» Records for processing
▽

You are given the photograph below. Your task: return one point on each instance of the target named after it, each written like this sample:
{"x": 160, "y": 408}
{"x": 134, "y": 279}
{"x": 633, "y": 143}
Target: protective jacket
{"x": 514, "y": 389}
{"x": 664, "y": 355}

△

» Written problem
Could you write out the records above again, replacing "protective jacket" with "safety vest" and leaving everything else as it is?

» Written reply
You are given the photograph below. Your task: return one point on each instance of the target named after it, each written like this sample:
{"x": 160, "y": 408}
{"x": 134, "y": 279}
{"x": 633, "y": 143}
Target: safety vest
{"x": 514, "y": 389}
{"x": 664, "y": 355}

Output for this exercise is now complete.